— Ihre Aufgaben —
**a.** Nennen Sie alle Bereiche, für die die Frau im Text über die junge ostdeutsche Politikerin laut dem zweiten Absatz prägend sein sollte.
**b.** Schreiben Sie aus dem Text über die junge ostdeutsche Politikerin den Abschnitt wortgetreu ab, der bei „Man kann aus“ beginnt und bei „Führung vorgelebt hat.“ endet.

— Vorliegender Text —
- - - - - - -

Ach wissen Sie, meine inneren Mechanismen sind ganz intakt, antworteten Sie mit feinem, leicht verschmitztem Lächeln auf diese fast ein wenig unwirsch gestellte Frage. Wir sehen in diesem Interview eine junge Politikerin, die sehr konzentriert und überzeugend ein ostdeutsches Selbstbewusstsein vertritt, das mit westdeutscher Selbstgewissheit eben nicht zu verwechseln ist. Eine Ostdeutsche, die weiß, dass ihre Lebensgeschichte sie zu eigenen Erfahrungen und Erkenntnissen geführt hatte, die – nach dem Ende der DDR – nicht einfach ein entwerteter Fahrschein in den Westen waren. Und die überzeugt davon ist, dass diese Erfahrung in der Parteiführung der CDU, wie in der bundesdeutschen Politik insgesamt, ihren Platz finden müsse, wenn die Einheit gelingen sollte. Und, Frau Bundeskanzlerin: Sie sollten Recht behalten!

Man kann aus diesem dreißig Jahre alten Gespräch viel lernen. Wer es noch einmal sieht, sieht schon dort eine Frau, die prägend sein sollte: prägend für unser wiedervereintes Land und für das Bild unseres Landes in der Welt; prägend für eine ganze Generation junger Frauen und Männer, denen sie eine neue, ganz eigene Form der Führung vorgelebt hat.

- - - - - - -

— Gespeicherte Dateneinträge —
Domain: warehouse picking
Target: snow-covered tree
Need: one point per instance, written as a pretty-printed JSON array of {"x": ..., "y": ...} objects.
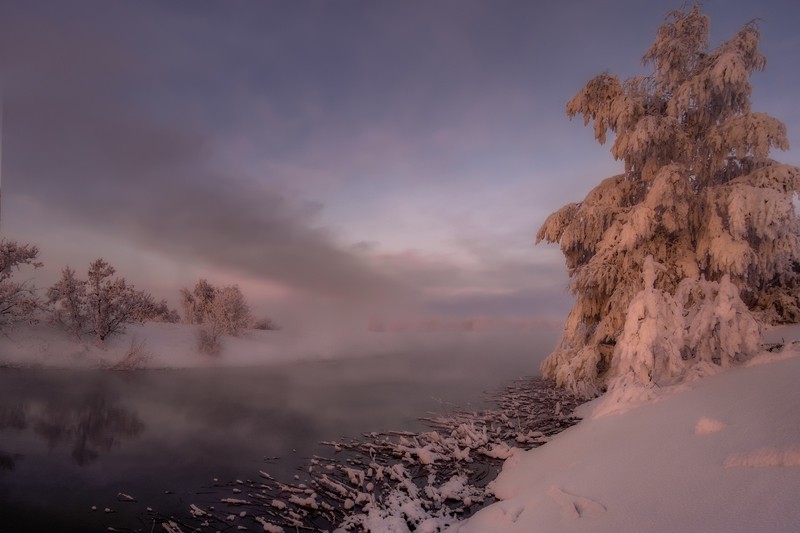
[
  {"x": 220, "y": 311},
  {"x": 699, "y": 195},
  {"x": 18, "y": 300},
  {"x": 197, "y": 302},
  {"x": 100, "y": 305}
]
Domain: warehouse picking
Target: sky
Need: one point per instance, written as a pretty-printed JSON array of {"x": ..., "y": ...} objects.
[{"x": 362, "y": 158}]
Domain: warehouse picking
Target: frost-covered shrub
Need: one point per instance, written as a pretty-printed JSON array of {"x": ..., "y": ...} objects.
[
  {"x": 18, "y": 300},
  {"x": 158, "y": 312},
  {"x": 197, "y": 303},
  {"x": 220, "y": 311},
  {"x": 265, "y": 324},
  {"x": 99, "y": 305},
  {"x": 699, "y": 194}
]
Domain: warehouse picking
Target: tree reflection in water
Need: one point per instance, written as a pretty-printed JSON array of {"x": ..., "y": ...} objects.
[
  {"x": 91, "y": 427},
  {"x": 13, "y": 417}
]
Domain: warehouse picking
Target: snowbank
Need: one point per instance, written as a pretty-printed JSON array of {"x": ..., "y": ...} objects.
[{"x": 719, "y": 454}]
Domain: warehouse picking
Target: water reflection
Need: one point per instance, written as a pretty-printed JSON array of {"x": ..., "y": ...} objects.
[
  {"x": 96, "y": 425},
  {"x": 71, "y": 440},
  {"x": 92, "y": 425}
]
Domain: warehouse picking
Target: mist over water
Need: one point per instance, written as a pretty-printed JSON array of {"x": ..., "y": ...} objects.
[{"x": 73, "y": 439}]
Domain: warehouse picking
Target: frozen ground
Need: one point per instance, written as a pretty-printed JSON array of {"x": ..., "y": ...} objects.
[{"x": 721, "y": 454}]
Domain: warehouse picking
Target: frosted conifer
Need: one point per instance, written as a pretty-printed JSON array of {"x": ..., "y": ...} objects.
[{"x": 699, "y": 196}]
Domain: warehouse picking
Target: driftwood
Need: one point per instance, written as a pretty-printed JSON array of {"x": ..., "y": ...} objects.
[{"x": 437, "y": 476}]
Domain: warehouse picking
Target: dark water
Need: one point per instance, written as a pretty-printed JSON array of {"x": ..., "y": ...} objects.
[{"x": 71, "y": 440}]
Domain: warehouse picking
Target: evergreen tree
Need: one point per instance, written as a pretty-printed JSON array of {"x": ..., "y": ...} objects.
[{"x": 699, "y": 197}]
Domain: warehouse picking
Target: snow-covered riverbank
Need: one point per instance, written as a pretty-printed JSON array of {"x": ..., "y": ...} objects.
[{"x": 719, "y": 454}]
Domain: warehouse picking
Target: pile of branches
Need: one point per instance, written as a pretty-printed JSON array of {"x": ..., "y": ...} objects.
[{"x": 395, "y": 480}]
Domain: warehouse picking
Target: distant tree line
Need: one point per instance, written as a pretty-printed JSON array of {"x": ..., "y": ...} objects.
[{"x": 102, "y": 304}]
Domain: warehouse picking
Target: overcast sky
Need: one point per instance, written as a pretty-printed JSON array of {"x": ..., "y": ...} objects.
[{"x": 360, "y": 155}]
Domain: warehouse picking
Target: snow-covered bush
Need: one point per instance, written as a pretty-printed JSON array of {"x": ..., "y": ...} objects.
[
  {"x": 18, "y": 300},
  {"x": 699, "y": 195},
  {"x": 197, "y": 303},
  {"x": 220, "y": 311},
  {"x": 100, "y": 305}
]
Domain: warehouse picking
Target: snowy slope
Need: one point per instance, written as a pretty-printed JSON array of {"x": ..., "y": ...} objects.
[{"x": 719, "y": 455}]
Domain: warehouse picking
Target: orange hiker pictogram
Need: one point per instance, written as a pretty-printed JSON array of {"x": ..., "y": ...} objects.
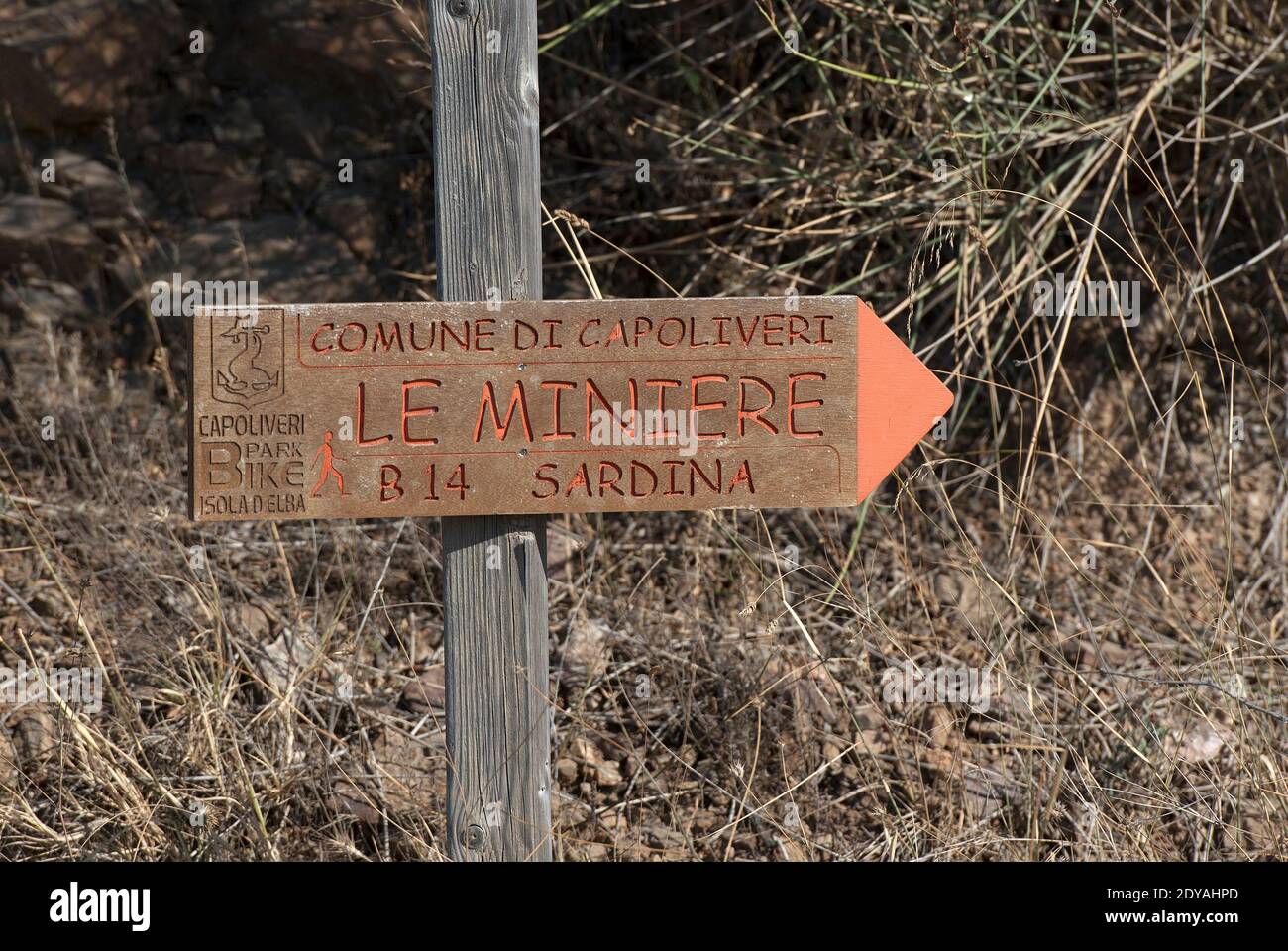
[{"x": 327, "y": 467}]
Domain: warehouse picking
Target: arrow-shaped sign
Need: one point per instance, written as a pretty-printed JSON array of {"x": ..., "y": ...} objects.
[{"x": 451, "y": 409}]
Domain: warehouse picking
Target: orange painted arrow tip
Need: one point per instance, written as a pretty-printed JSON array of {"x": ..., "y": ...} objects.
[{"x": 900, "y": 399}]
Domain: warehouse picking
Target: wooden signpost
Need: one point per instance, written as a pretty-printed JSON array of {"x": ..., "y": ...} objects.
[
  {"x": 539, "y": 407},
  {"x": 492, "y": 415}
]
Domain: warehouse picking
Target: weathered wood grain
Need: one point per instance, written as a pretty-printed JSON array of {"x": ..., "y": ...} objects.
[
  {"x": 533, "y": 407},
  {"x": 487, "y": 182}
]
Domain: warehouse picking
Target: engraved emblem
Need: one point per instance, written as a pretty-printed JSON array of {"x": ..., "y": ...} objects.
[{"x": 248, "y": 359}]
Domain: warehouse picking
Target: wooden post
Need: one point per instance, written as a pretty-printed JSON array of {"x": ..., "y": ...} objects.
[{"x": 487, "y": 178}]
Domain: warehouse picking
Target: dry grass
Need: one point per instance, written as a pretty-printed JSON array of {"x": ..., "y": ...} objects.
[{"x": 1103, "y": 526}]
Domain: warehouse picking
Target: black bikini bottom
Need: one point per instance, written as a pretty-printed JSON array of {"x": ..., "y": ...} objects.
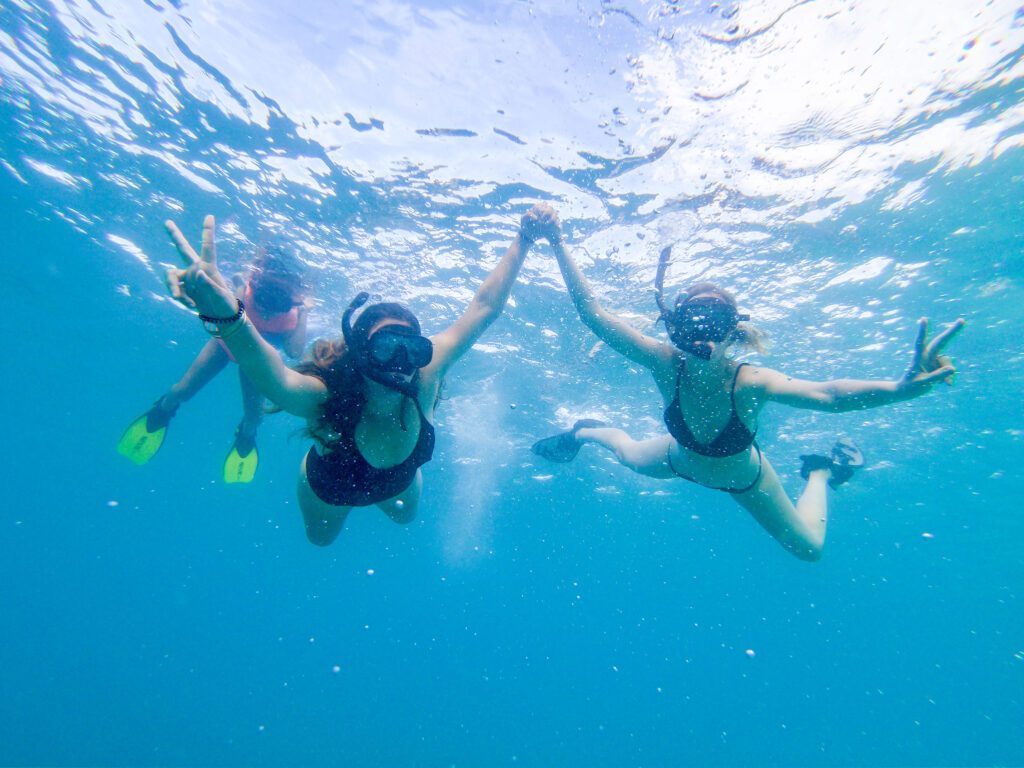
[{"x": 668, "y": 458}]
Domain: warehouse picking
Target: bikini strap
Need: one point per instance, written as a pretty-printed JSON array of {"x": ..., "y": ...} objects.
[{"x": 735, "y": 376}]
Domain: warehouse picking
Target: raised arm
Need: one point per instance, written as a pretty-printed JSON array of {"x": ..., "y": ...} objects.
[
  {"x": 295, "y": 344},
  {"x": 928, "y": 367},
  {"x": 202, "y": 287},
  {"x": 488, "y": 302},
  {"x": 612, "y": 330}
]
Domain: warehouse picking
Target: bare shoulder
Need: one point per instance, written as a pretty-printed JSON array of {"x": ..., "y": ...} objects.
[{"x": 757, "y": 378}]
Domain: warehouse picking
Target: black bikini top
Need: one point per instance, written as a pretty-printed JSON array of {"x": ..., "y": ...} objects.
[{"x": 734, "y": 437}]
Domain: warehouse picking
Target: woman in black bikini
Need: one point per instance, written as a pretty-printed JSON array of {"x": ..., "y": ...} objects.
[
  {"x": 713, "y": 404},
  {"x": 368, "y": 399}
]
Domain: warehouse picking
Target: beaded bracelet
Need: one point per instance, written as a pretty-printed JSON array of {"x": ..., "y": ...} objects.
[{"x": 214, "y": 326}]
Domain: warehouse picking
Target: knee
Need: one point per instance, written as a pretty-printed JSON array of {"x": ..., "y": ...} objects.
[
  {"x": 401, "y": 513},
  {"x": 808, "y": 551},
  {"x": 323, "y": 534}
]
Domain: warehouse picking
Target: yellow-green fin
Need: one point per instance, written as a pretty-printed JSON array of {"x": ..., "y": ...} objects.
[
  {"x": 240, "y": 468},
  {"x": 138, "y": 443}
]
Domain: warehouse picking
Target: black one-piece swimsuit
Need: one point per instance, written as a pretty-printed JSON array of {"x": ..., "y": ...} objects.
[
  {"x": 734, "y": 437},
  {"x": 344, "y": 478}
]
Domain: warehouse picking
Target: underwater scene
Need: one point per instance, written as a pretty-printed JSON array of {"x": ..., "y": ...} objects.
[{"x": 559, "y": 394}]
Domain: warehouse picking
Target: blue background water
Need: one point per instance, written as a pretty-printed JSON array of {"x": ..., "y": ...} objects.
[{"x": 846, "y": 168}]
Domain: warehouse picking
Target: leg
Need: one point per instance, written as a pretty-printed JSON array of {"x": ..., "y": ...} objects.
[
  {"x": 323, "y": 520},
  {"x": 800, "y": 528},
  {"x": 208, "y": 364},
  {"x": 402, "y": 508},
  {"x": 643, "y": 457}
]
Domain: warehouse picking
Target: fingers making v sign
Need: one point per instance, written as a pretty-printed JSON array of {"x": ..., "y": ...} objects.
[
  {"x": 200, "y": 285},
  {"x": 929, "y": 365}
]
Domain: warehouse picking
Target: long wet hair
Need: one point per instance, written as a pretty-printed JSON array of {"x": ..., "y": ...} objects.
[
  {"x": 745, "y": 334},
  {"x": 337, "y": 366}
]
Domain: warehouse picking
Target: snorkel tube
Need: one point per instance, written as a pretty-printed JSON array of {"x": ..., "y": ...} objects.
[
  {"x": 690, "y": 334},
  {"x": 356, "y": 347}
]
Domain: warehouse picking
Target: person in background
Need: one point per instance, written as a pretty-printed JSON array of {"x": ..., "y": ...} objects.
[
  {"x": 368, "y": 398},
  {"x": 712, "y": 403},
  {"x": 275, "y": 303}
]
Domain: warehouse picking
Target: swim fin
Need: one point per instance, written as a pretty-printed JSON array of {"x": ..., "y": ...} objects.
[
  {"x": 563, "y": 446},
  {"x": 846, "y": 458},
  {"x": 241, "y": 464},
  {"x": 144, "y": 435}
]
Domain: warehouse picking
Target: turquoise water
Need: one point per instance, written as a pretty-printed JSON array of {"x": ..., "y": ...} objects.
[{"x": 844, "y": 167}]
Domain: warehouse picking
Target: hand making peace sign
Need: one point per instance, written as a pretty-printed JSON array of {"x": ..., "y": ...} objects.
[
  {"x": 929, "y": 365},
  {"x": 200, "y": 286}
]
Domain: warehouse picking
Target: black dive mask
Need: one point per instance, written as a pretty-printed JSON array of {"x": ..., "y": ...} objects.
[
  {"x": 398, "y": 349},
  {"x": 697, "y": 322},
  {"x": 391, "y": 354}
]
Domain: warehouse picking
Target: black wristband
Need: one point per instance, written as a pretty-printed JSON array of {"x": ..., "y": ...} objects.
[{"x": 224, "y": 321}]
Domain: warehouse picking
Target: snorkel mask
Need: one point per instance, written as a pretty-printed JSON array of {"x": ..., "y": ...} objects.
[
  {"x": 694, "y": 324},
  {"x": 391, "y": 354}
]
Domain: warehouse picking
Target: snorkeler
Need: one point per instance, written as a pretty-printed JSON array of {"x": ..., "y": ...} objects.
[
  {"x": 368, "y": 398},
  {"x": 713, "y": 402},
  {"x": 274, "y": 298}
]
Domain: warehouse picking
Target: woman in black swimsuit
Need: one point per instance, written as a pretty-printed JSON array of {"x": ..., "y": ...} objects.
[
  {"x": 369, "y": 399},
  {"x": 713, "y": 404}
]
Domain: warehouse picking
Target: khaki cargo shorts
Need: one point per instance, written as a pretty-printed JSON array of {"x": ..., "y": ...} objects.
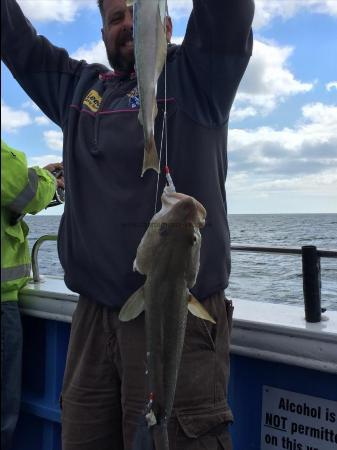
[{"x": 103, "y": 391}]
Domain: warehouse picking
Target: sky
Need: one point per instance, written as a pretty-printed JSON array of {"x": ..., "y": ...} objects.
[{"x": 282, "y": 144}]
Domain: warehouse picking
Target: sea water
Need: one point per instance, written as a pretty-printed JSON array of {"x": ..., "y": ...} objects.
[{"x": 255, "y": 276}]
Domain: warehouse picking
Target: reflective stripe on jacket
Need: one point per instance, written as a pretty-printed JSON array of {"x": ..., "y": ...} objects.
[{"x": 23, "y": 190}]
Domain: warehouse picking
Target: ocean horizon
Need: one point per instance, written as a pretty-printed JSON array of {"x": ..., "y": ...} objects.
[{"x": 261, "y": 277}]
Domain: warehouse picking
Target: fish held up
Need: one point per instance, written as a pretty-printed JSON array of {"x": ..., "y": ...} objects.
[
  {"x": 169, "y": 256},
  {"x": 150, "y": 55}
]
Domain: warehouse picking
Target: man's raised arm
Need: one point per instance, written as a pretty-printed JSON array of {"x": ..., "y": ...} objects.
[
  {"x": 45, "y": 72},
  {"x": 223, "y": 26},
  {"x": 217, "y": 47}
]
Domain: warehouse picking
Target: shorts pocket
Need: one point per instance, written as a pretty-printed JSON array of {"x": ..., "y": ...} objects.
[{"x": 207, "y": 429}]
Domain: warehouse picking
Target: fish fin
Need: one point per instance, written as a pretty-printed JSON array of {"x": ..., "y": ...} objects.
[
  {"x": 140, "y": 118},
  {"x": 151, "y": 160},
  {"x": 162, "y": 11},
  {"x": 134, "y": 306},
  {"x": 198, "y": 310}
]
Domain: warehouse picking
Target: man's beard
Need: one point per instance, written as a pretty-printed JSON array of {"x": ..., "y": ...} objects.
[
  {"x": 119, "y": 62},
  {"x": 115, "y": 57}
]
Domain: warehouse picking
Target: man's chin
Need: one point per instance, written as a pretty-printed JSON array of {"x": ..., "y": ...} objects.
[{"x": 125, "y": 62}]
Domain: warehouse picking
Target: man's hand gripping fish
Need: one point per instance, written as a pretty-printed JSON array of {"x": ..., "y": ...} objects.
[
  {"x": 169, "y": 256},
  {"x": 150, "y": 55}
]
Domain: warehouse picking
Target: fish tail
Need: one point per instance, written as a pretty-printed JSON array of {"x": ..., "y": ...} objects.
[
  {"x": 143, "y": 439},
  {"x": 151, "y": 438},
  {"x": 151, "y": 160}
]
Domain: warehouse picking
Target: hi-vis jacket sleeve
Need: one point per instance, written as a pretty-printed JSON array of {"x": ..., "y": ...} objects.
[
  {"x": 217, "y": 46},
  {"x": 44, "y": 71},
  {"x": 24, "y": 190}
]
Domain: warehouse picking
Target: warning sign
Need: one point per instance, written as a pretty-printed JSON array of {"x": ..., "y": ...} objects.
[{"x": 295, "y": 421}]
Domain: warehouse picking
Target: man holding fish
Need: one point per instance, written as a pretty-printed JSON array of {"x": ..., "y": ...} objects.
[{"x": 142, "y": 372}]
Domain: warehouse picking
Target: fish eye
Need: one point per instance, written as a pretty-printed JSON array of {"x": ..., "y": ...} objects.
[
  {"x": 194, "y": 239},
  {"x": 163, "y": 230}
]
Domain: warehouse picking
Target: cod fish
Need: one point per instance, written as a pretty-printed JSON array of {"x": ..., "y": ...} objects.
[
  {"x": 169, "y": 256},
  {"x": 150, "y": 55}
]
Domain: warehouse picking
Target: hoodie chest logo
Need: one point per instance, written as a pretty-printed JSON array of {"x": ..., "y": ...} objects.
[
  {"x": 93, "y": 101},
  {"x": 134, "y": 101}
]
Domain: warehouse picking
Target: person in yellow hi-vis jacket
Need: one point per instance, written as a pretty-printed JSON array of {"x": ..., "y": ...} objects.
[{"x": 23, "y": 190}]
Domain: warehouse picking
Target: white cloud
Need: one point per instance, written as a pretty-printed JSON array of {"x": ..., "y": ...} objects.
[
  {"x": 179, "y": 8},
  {"x": 309, "y": 149},
  {"x": 42, "y": 120},
  {"x": 268, "y": 81},
  {"x": 177, "y": 40},
  {"x": 92, "y": 53},
  {"x": 43, "y": 160},
  {"x": 267, "y": 10},
  {"x": 331, "y": 85},
  {"x": 13, "y": 119},
  {"x": 29, "y": 104},
  {"x": 242, "y": 113},
  {"x": 55, "y": 10},
  {"x": 54, "y": 139}
]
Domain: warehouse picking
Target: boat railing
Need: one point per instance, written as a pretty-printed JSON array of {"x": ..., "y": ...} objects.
[{"x": 311, "y": 269}]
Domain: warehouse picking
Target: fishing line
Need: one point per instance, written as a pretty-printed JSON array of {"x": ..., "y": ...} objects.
[{"x": 164, "y": 130}]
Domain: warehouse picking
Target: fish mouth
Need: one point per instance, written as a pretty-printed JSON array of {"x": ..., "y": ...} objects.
[{"x": 129, "y": 44}]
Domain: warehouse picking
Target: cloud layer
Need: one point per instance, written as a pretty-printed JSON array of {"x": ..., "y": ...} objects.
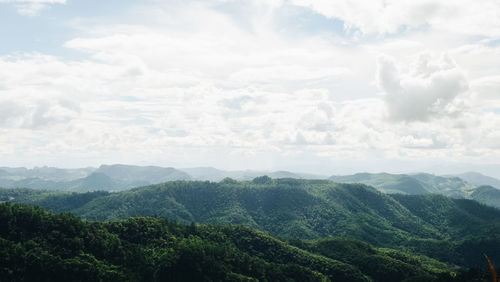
[{"x": 190, "y": 83}]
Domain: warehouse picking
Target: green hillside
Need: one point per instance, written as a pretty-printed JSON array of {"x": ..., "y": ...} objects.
[
  {"x": 39, "y": 246},
  {"x": 454, "y": 231}
]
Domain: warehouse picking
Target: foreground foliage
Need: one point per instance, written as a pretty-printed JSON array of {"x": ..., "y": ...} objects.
[
  {"x": 455, "y": 231},
  {"x": 36, "y": 245}
]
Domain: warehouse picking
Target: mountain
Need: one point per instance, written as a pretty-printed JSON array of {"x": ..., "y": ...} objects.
[
  {"x": 412, "y": 184},
  {"x": 455, "y": 231},
  {"x": 144, "y": 174},
  {"x": 213, "y": 174},
  {"x": 39, "y": 246},
  {"x": 488, "y": 195},
  {"x": 106, "y": 177},
  {"x": 48, "y": 173},
  {"x": 479, "y": 179},
  {"x": 424, "y": 183}
]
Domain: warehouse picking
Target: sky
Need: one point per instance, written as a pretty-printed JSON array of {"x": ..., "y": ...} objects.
[{"x": 318, "y": 86}]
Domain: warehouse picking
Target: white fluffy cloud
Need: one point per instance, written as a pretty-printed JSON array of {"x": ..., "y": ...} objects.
[
  {"x": 430, "y": 88},
  {"x": 32, "y": 7},
  {"x": 195, "y": 85},
  {"x": 379, "y": 16}
]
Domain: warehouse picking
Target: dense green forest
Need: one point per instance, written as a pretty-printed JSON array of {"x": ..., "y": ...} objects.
[
  {"x": 454, "y": 231},
  {"x": 36, "y": 245}
]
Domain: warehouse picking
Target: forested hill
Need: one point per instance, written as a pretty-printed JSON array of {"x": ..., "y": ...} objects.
[
  {"x": 451, "y": 230},
  {"x": 39, "y": 246}
]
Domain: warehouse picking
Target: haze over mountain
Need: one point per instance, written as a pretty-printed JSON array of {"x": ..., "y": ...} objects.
[{"x": 121, "y": 177}]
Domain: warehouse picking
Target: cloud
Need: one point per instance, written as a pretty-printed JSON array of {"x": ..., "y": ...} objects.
[
  {"x": 429, "y": 89},
  {"x": 37, "y": 115},
  {"x": 32, "y": 7},
  {"x": 393, "y": 16}
]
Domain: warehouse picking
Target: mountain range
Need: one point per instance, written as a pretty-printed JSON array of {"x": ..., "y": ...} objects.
[
  {"x": 471, "y": 185},
  {"x": 455, "y": 231}
]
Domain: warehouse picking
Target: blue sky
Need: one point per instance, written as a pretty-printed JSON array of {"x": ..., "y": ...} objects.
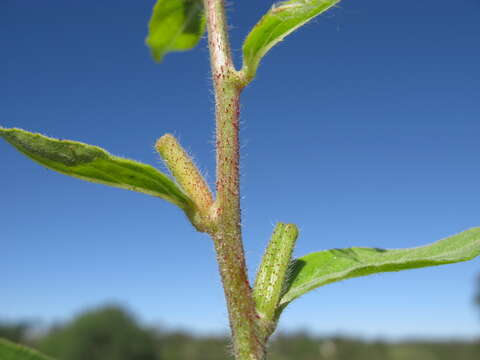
[{"x": 362, "y": 128}]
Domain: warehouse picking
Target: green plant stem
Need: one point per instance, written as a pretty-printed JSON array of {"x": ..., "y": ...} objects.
[{"x": 226, "y": 232}]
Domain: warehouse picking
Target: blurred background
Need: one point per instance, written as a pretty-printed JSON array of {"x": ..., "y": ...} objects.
[{"x": 361, "y": 128}]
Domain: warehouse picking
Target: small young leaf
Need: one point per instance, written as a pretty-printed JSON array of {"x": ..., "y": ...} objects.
[
  {"x": 272, "y": 274},
  {"x": 175, "y": 25},
  {"x": 325, "y": 267},
  {"x": 11, "y": 351},
  {"x": 185, "y": 172},
  {"x": 282, "y": 19},
  {"x": 94, "y": 164}
]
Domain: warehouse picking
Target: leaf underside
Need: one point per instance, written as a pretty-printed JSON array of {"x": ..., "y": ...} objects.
[
  {"x": 94, "y": 164},
  {"x": 282, "y": 19},
  {"x": 325, "y": 267},
  {"x": 11, "y": 351},
  {"x": 175, "y": 25}
]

- - - - - - -

— Lösungen —
**a.**
- für unser wiedervereintes Land
- für das Bild unseres Landes in der Welt
- für eine ganze Generation junger Frauen und Männer

**b.**
Man kann aus diesem dreißig Jahre alten Gespräch viel lernen. Wer es noch einmal sieht, sieht schon dort eine Frau, die prägend sein sollte: prägend für unser wiedervereintes Land und für das Bild unseres Landes in der Welt; prägend für eine ganze Generation junger Frauen und Männer, denen sie eine neue, ganz eigene Form der Führung vorgelebt hat.